L'anno che sta per concludersi non ci ha di certo fatto mancare le grandi firme: da Von Trier a Polanski, passando per Cronenberg, Almodovar, Malick e Ficarra & Picone e qualcun'altro che dimentico, offrendoci risultati un pò alterni con tanto fumo(vero Ficarra & Picone?) e molto poco arrosto. Ma proprio allo scadere ecco che il buon vecchio Allen lascia la zampata giusta, chiaramente non annulla le magagne altrui, però ci riconcilia un pò col buon cinema.
"Midnight in Paris" nasce da un'idea semplice, un sentire comune, un sentimento che nella vita di un essere umano, con maggiore o minore intensità, prima o poi, si finisce per vivere: la nostalgia.

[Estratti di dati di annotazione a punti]
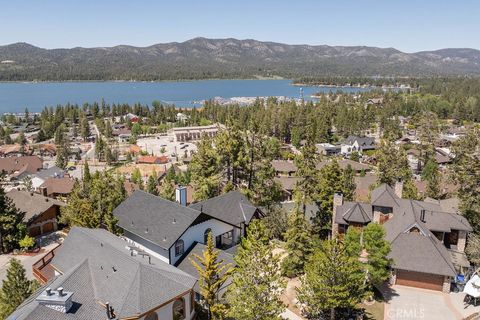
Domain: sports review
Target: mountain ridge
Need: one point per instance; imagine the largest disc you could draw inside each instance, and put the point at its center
(204, 58)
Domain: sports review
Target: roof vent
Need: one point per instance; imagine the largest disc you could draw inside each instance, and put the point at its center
(60, 300)
(422, 215)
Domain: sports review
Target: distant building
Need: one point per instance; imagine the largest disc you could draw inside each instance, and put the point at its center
(183, 134)
(357, 144)
(96, 275)
(152, 159)
(40, 212)
(328, 149)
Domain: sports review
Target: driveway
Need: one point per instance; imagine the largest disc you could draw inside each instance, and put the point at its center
(406, 303)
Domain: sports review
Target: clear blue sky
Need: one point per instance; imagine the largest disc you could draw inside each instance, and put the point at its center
(407, 25)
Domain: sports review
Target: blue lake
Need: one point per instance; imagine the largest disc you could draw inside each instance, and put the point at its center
(15, 97)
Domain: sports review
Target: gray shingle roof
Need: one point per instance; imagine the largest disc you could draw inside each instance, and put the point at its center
(354, 212)
(98, 268)
(32, 204)
(155, 219)
(418, 251)
(232, 207)
(362, 141)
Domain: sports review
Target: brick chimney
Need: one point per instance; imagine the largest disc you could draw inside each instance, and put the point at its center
(58, 300)
(399, 188)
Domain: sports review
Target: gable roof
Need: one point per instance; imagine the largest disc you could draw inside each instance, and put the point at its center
(232, 207)
(362, 141)
(354, 212)
(27, 164)
(32, 204)
(50, 172)
(58, 185)
(154, 219)
(97, 269)
(384, 196)
(284, 166)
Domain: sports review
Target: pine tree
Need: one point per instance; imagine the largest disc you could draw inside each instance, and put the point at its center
(15, 288)
(257, 282)
(333, 280)
(431, 175)
(12, 228)
(152, 184)
(378, 249)
(299, 244)
(213, 273)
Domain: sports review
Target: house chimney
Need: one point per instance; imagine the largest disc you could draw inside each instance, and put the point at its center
(399, 188)
(61, 301)
(422, 215)
(181, 195)
(337, 201)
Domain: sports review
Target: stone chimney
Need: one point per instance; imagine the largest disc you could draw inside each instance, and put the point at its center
(181, 195)
(59, 300)
(337, 201)
(399, 188)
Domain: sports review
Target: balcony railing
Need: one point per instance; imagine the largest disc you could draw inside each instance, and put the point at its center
(42, 270)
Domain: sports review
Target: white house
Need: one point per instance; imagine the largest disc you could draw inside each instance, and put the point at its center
(167, 229)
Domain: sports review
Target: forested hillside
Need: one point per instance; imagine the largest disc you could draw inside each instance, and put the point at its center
(202, 58)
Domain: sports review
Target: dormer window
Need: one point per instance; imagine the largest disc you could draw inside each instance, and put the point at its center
(179, 248)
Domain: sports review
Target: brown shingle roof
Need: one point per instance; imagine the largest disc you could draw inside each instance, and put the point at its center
(32, 204)
(63, 186)
(28, 164)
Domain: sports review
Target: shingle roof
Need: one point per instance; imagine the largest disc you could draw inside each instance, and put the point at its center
(288, 183)
(232, 207)
(32, 204)
(311, 209)
(28, 164)
(154, 219)
(362, 141)
(284, 166)
(354, 212)
(61, 185)
(50, 172)
(97, 269)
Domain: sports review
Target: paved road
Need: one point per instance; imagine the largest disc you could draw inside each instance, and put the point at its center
(406, 303)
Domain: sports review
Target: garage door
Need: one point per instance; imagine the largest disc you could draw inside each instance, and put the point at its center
(47, 227)
(420, 280)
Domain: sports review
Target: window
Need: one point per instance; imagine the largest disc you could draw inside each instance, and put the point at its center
(179, 309)
(205, 235)
(179, 248)
(152, 316)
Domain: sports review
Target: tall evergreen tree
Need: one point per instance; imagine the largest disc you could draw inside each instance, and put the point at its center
(12, 228)
(213, 273)
(299, 244)
(333, 280)
(257, 282)
(15, 288)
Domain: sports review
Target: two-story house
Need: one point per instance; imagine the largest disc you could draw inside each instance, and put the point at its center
(99, 277)
(167, 229)
(427, 239)
(357, 144)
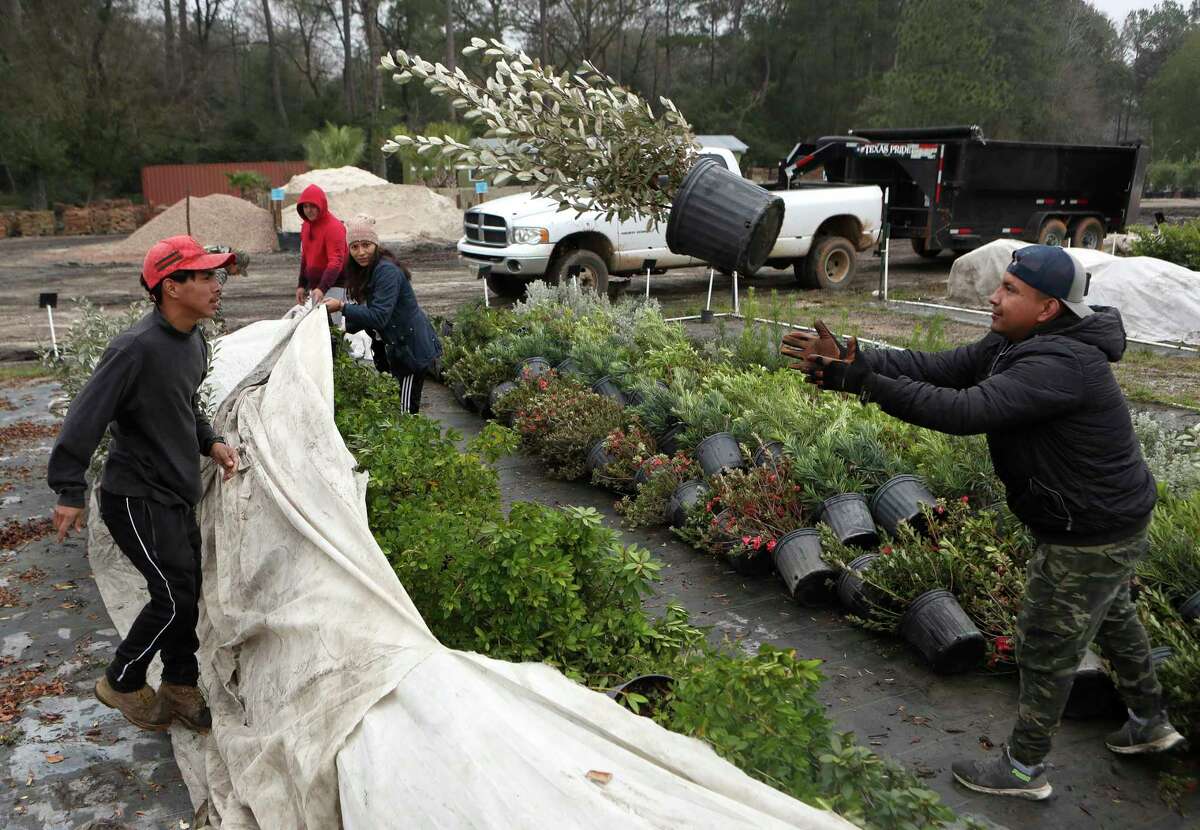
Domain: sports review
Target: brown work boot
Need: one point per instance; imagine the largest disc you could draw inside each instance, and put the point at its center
(186, 703)
(142, 708)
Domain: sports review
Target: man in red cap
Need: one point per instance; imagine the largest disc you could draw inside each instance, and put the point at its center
(145, 394)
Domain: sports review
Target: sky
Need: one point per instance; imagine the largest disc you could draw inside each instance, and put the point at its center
(1119, 8)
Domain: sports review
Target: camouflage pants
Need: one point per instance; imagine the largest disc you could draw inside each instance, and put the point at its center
(1074, 595)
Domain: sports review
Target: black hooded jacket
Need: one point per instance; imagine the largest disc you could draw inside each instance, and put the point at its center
(1057, 425)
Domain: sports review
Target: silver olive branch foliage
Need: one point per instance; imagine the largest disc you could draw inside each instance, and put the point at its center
(579, 138)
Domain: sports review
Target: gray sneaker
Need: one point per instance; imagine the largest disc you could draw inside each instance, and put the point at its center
(1000, 776)
(1156, 735)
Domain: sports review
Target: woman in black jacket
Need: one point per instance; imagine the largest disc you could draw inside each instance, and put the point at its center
(381, 301)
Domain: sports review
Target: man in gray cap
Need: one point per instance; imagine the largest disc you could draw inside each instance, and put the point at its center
(1061, 439)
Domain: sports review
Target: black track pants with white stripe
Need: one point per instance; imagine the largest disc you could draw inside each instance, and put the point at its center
(163, 542)
(411, 392)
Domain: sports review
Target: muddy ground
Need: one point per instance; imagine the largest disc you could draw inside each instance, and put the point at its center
(67, 762)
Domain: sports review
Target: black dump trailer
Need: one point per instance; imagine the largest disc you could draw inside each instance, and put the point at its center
(952, 188)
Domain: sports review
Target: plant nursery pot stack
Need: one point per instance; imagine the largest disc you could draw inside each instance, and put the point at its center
(850, 517)
(805, 575)
(598, 457)
(851, 588)
(719, 452)
(669, 441)
(568, 367)
(768, 453)
(723, 218)
(499, 391)
(1189, 608)
(899, 501)
(533, 367)
(685, 497)
(941, 631)
(609, 389)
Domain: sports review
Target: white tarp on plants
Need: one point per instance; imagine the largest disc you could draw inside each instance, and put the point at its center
(1158, 300)
(331, 701)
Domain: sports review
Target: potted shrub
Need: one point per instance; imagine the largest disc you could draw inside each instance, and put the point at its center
(616, 459)
(907, 593)
(563, 423)
(592, 144)
(655, 500)
(804, 572)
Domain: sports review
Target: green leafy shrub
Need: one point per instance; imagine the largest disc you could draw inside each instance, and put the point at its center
(334, 146)
(1177, 244)
(647, 506)
(563, 422)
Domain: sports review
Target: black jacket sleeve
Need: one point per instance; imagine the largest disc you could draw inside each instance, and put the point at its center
(384, 294)
(955, 368)
(1029, 390)
(93, 409)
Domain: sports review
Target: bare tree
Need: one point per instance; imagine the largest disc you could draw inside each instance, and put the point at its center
(274, 64)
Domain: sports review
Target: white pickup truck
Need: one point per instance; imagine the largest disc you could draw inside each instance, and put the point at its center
(525, 238)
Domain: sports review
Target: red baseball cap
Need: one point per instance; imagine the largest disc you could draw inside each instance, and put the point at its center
(180, 253)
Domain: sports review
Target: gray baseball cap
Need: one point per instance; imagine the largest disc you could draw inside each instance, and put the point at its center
(1055, 272)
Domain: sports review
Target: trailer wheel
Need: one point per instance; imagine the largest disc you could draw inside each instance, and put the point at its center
(1089, 234)
(593, 270)
(921, 250)
(831, 264)
(505, 284)
(1054, 232)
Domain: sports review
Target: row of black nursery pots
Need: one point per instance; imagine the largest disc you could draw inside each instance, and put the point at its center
(934, 624)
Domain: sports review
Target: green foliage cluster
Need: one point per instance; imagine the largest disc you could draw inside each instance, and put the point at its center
(556, 585)
(335, 145)
(1177, 244)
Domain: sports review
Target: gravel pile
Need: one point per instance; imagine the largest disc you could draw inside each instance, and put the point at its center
(216, 220)
(406, 215)
(331, 180)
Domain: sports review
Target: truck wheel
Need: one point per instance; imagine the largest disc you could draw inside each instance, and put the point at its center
(1089, 234)
(918, 247)
(505, 284)
(593, 271)
(831, 264)
(1054, 232)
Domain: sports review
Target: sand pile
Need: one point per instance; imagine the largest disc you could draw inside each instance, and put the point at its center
(406, 215)
(331, 180)
(216, 220)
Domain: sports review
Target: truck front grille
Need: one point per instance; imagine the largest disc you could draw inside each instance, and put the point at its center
(485, 228)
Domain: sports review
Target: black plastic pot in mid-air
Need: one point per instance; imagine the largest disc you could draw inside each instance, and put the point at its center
(723, 218)
(941, 631)
(804, 572)
(850, 518)
(719, 452)
(900, 500)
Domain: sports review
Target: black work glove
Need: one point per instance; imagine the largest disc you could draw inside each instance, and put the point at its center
(838, 376)
(805, 346)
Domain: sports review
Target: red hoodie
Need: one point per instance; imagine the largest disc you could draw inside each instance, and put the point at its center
(322, 244)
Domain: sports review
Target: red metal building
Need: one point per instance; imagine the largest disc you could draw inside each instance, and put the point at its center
(167, 184)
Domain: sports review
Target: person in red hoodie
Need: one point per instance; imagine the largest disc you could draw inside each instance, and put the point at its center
(322, 246)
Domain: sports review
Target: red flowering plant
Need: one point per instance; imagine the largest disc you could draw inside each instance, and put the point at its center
(664, 474)
(756, 507)
(563, 421)
(973, 554)
(628, 447)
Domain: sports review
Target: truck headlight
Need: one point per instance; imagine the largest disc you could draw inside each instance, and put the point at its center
(531, 235)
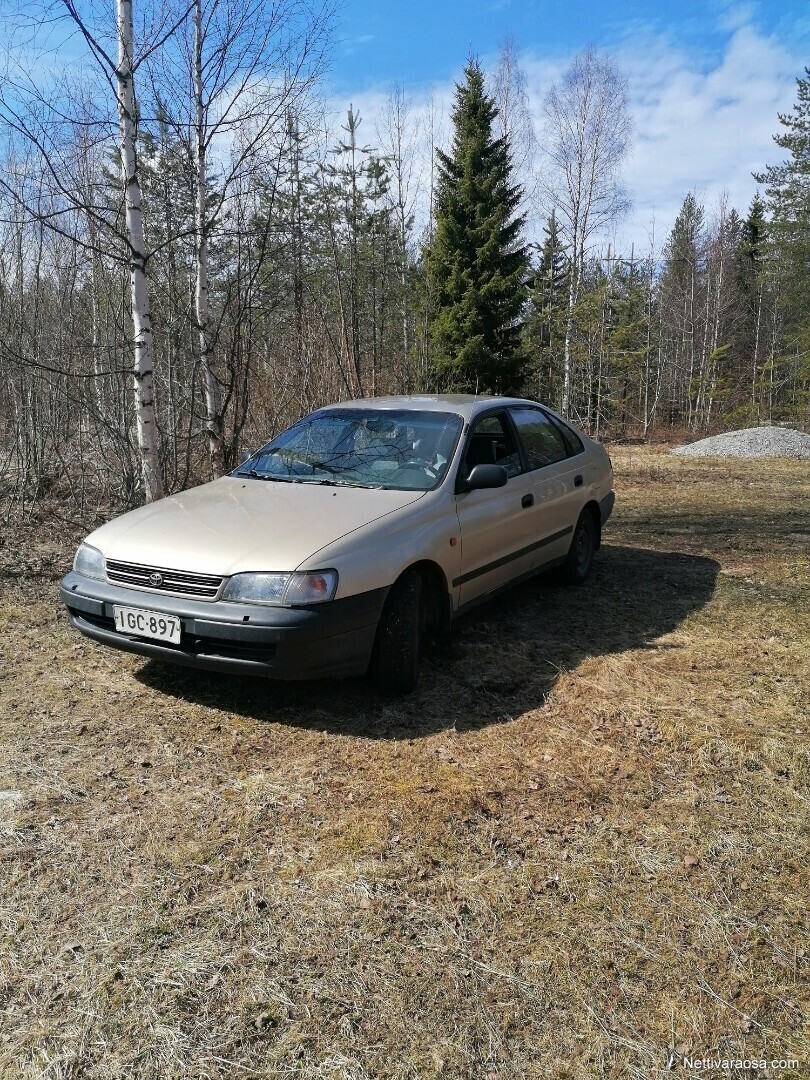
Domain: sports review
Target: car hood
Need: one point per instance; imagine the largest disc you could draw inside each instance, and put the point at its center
(235, 524)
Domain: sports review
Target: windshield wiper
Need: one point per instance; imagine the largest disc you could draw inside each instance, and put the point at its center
(256, 475)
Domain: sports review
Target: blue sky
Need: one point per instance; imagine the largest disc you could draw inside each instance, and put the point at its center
(706, 78)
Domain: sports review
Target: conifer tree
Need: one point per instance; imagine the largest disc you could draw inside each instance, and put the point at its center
(787, 200)
(477, 264)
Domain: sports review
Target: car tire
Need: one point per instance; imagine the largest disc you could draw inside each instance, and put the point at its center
(578, 564)
(394, 665)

** COMPITO ASSEGNATO A **
Elenca i nomi che la recensione di «Midnight in Paris» indica come grandi firme dell'anno, escluso Allen.
** COMPITO ASSEGNATO B **
Secondo la recensione di «Midnight in Paris», quale sentimento è all'origine del film?
** COMPITO ASSEGNATO C **
Riprendi la recensione di «Midnight in Paris» a partire dall'ultima frase riportata.
I dati non hanno alcun ruolo in questo lavoro.

** RISPOSTA SCRITTA A **
Von Trier, Polanski, Cronenberg, Almodovar, Malick, Ficarra & Picone

** RISPOSTA SCRITTA B **
La nostalgia.

** RISPOSTA SCRITTA C **
La storia del protagonista Gil Pender, un annoiato sceneggiatore hollywoodiano con velleità da romanziere, è quella di un incontentabile nostalgico che sta per sposare un donna bella e superficiale. Gil sogna di vivere a Parigi in un piccolo attico dalle finestre larghe e passeggiare con la baguette sotto l'ascella(scelta discutibile), lei in maniera molto più netta ha deciso che vivranno in una villa a Malibù, con tanti saluti alle baguette.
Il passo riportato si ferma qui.